■ What this exercise asks ■
**A.** Summarize the hospital passage in two sentences.
**B.** According to the hospital passage, where and when did Shikuma and Bakken first meet?
**C.** Using the hospital passage, explain why each room has full-length sliding doors opening onto patios.

--- Study text ---

Dr. Neal Shikuma, a cardiologist and internist who practices on Hawaii Island and Oahu, described Bakken as a friend, mentor and even a patient.

They first met at the University of Southern California in 1980 and their relationship grew from there. Shikuma recalled an American Heart Association Meeting in New Orleans in 1991 where Bakken showed him a rendering of the medical center that would become NHCH published on the front of the Waimea Gazette.

“He told me, ‘Neal, this is the future of medicine,’” Shikuma remembered.

Patient rooms face the outside. The hallways are wide. There are windows in the operating room. Natural lighting is prominently featured by way of skylights throughout the facility, as well as full-length sliding doors in each room opening onto patios so patients can sit outside.

Stephenson added that 90 percent of rooms are single-occupancy.

“This hospital was physically constructed for healing, incorporating the environment,” Shikuma said. “No other hospital in the world is like it.”

--- Exercise data ---

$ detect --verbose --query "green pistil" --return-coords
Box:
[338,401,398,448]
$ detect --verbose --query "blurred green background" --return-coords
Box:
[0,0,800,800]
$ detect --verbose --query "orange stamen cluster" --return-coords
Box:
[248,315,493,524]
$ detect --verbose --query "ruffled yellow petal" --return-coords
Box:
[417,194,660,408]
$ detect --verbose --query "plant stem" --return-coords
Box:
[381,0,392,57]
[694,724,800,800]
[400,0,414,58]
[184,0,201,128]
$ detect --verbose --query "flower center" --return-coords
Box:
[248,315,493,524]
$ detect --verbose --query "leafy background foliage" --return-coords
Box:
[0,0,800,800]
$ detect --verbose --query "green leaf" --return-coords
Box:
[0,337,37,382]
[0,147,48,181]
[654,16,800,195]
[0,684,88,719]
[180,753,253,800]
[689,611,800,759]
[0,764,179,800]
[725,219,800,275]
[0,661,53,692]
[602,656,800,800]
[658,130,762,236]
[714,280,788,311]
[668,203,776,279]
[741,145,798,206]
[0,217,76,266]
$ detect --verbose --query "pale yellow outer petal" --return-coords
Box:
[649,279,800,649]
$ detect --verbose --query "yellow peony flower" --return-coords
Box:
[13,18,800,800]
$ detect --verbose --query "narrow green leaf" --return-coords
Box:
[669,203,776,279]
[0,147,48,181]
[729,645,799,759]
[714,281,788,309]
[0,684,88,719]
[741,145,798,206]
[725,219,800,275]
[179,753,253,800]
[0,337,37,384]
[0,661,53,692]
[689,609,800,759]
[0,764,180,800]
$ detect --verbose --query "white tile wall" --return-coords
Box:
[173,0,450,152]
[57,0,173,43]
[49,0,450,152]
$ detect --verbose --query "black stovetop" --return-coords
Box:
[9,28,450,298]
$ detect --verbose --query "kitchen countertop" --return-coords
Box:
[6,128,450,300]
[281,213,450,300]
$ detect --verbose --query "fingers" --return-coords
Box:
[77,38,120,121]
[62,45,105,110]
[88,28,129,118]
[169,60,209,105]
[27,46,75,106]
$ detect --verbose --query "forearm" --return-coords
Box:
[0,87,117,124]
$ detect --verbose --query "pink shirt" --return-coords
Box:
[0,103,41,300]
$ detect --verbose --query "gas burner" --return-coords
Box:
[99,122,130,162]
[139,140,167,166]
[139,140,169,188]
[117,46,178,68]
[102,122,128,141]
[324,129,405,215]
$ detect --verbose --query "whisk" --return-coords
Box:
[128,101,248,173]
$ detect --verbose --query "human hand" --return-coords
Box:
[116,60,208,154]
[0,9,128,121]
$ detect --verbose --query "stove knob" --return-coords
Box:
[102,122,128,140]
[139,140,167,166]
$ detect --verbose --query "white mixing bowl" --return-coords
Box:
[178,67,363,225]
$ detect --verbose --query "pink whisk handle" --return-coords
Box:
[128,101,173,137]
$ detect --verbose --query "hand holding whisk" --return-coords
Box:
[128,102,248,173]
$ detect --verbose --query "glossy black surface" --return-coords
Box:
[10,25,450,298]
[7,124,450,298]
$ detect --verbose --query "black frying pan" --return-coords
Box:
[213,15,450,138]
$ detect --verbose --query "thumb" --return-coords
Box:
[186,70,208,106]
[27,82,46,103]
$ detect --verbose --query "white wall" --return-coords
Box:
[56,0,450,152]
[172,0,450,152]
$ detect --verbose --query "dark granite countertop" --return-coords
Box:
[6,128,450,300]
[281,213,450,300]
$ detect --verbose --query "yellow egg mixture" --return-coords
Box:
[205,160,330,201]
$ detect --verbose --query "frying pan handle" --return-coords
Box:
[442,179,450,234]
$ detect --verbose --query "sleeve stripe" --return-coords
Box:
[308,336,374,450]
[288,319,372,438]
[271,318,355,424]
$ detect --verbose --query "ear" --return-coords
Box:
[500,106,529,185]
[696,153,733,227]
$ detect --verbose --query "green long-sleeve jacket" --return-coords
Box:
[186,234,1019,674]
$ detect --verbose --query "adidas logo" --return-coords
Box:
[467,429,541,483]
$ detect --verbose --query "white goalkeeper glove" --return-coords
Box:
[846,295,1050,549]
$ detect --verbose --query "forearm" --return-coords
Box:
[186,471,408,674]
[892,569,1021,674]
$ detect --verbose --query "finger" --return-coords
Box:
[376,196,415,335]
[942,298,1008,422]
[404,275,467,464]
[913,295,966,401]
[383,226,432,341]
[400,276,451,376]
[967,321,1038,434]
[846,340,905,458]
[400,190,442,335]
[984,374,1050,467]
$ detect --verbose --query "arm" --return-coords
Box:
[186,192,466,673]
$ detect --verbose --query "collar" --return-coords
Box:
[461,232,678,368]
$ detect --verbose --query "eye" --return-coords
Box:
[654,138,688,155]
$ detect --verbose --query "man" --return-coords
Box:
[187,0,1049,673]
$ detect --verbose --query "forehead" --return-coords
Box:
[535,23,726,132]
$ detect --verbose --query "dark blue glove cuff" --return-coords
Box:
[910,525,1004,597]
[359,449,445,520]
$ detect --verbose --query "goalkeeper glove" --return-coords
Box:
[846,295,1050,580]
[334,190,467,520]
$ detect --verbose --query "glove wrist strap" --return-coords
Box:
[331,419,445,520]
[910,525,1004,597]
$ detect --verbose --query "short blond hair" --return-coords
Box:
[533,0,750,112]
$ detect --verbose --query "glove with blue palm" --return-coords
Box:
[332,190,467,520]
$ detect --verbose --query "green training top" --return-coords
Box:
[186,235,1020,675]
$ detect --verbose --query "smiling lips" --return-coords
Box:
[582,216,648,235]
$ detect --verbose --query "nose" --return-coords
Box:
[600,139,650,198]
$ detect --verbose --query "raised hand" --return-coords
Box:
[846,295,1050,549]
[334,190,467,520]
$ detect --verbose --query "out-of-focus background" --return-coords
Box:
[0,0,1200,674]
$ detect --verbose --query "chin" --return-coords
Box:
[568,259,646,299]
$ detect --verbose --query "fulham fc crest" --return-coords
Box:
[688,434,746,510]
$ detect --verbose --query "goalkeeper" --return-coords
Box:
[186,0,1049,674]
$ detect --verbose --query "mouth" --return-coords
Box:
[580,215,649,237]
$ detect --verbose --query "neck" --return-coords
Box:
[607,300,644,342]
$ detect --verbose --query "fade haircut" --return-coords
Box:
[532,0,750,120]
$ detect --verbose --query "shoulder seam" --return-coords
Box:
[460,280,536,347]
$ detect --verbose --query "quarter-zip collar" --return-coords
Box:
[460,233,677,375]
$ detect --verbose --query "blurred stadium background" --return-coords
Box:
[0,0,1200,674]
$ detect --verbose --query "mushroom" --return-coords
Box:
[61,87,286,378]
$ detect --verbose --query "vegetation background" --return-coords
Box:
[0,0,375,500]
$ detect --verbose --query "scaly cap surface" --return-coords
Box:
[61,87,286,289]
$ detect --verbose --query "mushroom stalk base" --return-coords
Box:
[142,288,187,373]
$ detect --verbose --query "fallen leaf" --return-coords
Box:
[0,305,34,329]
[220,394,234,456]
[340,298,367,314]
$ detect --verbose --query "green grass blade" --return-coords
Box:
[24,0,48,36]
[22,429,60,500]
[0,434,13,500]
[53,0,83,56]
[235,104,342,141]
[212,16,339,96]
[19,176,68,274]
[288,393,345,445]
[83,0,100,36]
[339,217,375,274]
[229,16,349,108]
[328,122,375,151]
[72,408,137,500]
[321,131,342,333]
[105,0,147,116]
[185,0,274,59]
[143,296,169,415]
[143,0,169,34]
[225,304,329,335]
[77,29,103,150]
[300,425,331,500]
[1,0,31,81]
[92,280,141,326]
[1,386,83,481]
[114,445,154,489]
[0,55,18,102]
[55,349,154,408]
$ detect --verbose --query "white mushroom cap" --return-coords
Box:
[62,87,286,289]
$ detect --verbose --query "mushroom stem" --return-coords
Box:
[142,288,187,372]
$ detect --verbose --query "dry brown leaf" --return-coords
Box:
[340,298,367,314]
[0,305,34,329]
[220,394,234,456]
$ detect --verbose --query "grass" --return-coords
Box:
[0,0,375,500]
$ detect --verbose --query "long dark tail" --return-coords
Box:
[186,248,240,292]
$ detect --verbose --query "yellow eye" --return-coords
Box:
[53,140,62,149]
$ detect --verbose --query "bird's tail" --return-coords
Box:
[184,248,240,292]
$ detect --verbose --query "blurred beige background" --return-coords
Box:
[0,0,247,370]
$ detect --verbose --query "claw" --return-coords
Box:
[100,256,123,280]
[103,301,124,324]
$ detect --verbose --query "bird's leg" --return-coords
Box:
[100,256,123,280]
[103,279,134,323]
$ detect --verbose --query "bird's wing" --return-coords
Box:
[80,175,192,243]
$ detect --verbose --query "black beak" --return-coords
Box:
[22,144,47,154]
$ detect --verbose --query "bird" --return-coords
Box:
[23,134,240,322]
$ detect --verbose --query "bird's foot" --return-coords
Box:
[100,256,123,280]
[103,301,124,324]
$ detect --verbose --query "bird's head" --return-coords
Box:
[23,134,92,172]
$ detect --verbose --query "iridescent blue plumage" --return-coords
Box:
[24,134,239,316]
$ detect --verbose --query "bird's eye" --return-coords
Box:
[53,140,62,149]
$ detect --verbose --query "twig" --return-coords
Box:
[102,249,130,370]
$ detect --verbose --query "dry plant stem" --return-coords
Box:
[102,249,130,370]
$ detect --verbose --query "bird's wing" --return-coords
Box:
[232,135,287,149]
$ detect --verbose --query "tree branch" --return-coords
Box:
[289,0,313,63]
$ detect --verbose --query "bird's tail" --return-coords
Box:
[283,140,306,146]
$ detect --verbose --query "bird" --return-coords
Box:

---

■ Task responses ■
**A.** Dr. Neal Shikuma, a cardiologist and internist, described Bakken as a friend, mentor and patient, and recalled Bakken showing him a rendering of the medical center that would become NHCH and calling it the future of medicine. The facility has outward-facing patient rooms, wide hallways, abundant natural light and patio doors, and 90 percent of its rooms are single-occupancy; Shikuma said it was physically constructed for healing.

**B.** They first met at the University of Southern California in 1980.

**C.** The sliding doors open onto patios so that patients can sit outside.